-- START --
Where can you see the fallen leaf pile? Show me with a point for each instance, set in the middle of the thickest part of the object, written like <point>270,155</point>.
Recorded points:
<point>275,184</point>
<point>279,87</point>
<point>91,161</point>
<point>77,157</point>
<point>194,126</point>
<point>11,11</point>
-- END --
▶ **Aim**:
Copy out every line of the material above verbatim, changing nothing.

▶ **In response**:
Where can you see the fallen leaf pile? Show me with a point for each instance, set in the middle of the thickest part of the object, written like <point>270,155</point>.
Recorded points:
<point>275,184</point>
<point>279,87</point>
<point>91,161</point>
<point>77,157</point>
<point>194,126</point>
<point>11,11</point>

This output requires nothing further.